▶ _Extract provided_:
# Tour De France Discovery Hd Show



## cyclingcyclone (Dec 13, 2007)

Looks like there is going to be a Discovery HD special on January 13th on Discovery HD Theater. It seems that 2 amatuer cyclists were selected to train with the Discovery team and do the queen stage, Stage 16. 

I think this might put the sport in a positive light. It might convey the true passion and integrity of the sport, not the dark side that has plagued our sport for years. 

The show is slated for January 13th at 8 pm on Discovery HD theater!!!

Here are some trailers

http://www.youtube.com/watch?v=CwbaxKw05Oc

www.club1080.com


----------



## magnolialover (Jun 2, 2004)

*Wow!*



cyclingcyclone said:


> Looks like there is going to be a Discovery HD special on January 13th on Discovery HD Theater. It seems that 2 amatuer cyclists were selected to train with the Discovery team and do the queen stage, Stage 16.
> 
> I think this might put the sport in a positive light. It might convey the true passion and integrity of the sport, not the dark side that has plagued our sport for years.
> 
> ...


Wow... I can't wait to not watch that.


----------



## ROGER79 (Dec 29, 2005)

*Oh Maggie,*

Try showing your "Positive" side a wee bit more.
You know as the new years approaches, You should try to be less like a "Whiner" too...
Thanks in Advance from the rest of us.....


----------



## magnolialover (Jun 2, 2004)

*Nah...*



ROGER79 said:


> Try showing your "Positive" side a wee bit more.
> You know as the new years approaches, You should try to be less like a "Whiner" too...
> Thanks in Advance from the rest of us.....


Nah, I'm way too cynical to be positive, I mean, come on now. Although, I have been sort of positive in other threads, like the one about Rock Racing, and about Hamilton, so indeed, I can be. It's just that, why would you even want to watch a show about 2 regular dumb arses who go out and ride a Tour stage? Yay... I know plenty of folks who have done that, and they didn't get their own show.

Now as far as whining, nah, haven't even started doing that. Whining is not what I do thankfully. Being kind of a dick, and calling BS on things that are, well, BS, this is what I like to do. But hey, we need to work to our strengths here after all.

Anyway, back to the topic. The show just looks boring to me, that's all. No more, no less. Just because it has to do with cycling means I have to be positive about a crappy show? Nope, no sir.


----------



## texass4 (Oct 13, 2005)

Personal biases aside, shouldn't we all be glad that cycling is making its way onto US television to a much broader audience than VS/OLN in spared doses? Frankly I'll take all the exposure I can get for every reason ranging from growing the sport domestically to general awareness (hopefully) from oblivious motorists.

Plus it's in HD - always a bonus.


----------



## sonex305 (Jun 17, 2007)

Because it's a good thing when cycling makes it on television. It's good for the sport to get additional exposure. That is something we want. 

More exposure <--> more credibilty (hopefully)


----------



## zosocane (Aug 29, 2004)

I'm glad they're airing it -- it's good for the sport. 'Nuff said.


----------



## pr0230 (Jun 4, 2004)

*not to be a scruge...*

but bahhh... Humbug.... 

Discovery is OVER..... They could of had a Series, "trianing with discovery" ... Follow the team for a whole year.... they have (HAD) the team , network, EVERYTHING to promote cycling , and did NOTHING....

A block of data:
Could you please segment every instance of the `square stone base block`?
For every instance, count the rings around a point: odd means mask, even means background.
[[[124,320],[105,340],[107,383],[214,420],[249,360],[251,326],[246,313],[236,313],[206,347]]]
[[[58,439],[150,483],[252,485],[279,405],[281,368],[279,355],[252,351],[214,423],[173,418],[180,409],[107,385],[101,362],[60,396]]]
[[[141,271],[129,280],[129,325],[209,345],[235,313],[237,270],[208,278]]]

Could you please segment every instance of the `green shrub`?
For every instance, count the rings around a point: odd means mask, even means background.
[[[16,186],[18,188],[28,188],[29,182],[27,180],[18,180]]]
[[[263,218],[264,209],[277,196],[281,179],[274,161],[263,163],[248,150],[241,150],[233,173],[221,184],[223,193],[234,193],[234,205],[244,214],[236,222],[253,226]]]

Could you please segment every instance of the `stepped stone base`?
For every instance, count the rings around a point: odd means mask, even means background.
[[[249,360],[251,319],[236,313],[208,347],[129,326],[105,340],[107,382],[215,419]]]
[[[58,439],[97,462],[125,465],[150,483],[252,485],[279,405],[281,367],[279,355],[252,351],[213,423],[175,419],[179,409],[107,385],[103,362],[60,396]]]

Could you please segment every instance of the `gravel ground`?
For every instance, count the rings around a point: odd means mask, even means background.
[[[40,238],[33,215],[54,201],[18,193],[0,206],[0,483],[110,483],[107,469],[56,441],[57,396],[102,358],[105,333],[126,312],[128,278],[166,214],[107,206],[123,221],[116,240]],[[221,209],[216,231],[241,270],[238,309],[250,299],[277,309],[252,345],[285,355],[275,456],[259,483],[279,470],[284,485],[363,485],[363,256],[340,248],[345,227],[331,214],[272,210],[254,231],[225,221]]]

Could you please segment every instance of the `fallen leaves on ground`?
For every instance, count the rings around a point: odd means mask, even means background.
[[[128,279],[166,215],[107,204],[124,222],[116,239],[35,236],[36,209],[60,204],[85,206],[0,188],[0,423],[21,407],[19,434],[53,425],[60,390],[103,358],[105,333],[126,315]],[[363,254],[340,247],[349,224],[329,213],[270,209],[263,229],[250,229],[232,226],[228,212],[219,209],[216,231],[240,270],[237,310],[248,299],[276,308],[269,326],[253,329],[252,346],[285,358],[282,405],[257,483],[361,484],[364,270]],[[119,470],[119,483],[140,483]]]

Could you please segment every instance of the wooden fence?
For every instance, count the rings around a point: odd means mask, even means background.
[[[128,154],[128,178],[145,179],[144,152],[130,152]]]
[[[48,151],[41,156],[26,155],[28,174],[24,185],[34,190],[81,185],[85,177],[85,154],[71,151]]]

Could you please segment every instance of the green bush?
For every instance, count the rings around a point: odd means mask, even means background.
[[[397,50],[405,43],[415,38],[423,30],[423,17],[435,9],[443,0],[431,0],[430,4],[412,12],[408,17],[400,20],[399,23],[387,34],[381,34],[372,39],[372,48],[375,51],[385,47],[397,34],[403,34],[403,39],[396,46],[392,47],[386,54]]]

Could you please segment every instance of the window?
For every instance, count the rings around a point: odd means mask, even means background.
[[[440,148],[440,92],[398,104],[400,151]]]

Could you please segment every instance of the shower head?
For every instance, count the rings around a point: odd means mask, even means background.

▶ _Problem_:
Looking back at the forum thread about the Tour de France show on Discovery HD, list every username that posts in it, each name given once.

▶ _Final answer_:
cyclingcyclone, magnolialover, ROGER79, texass4, sonex305, zosocane, pr0230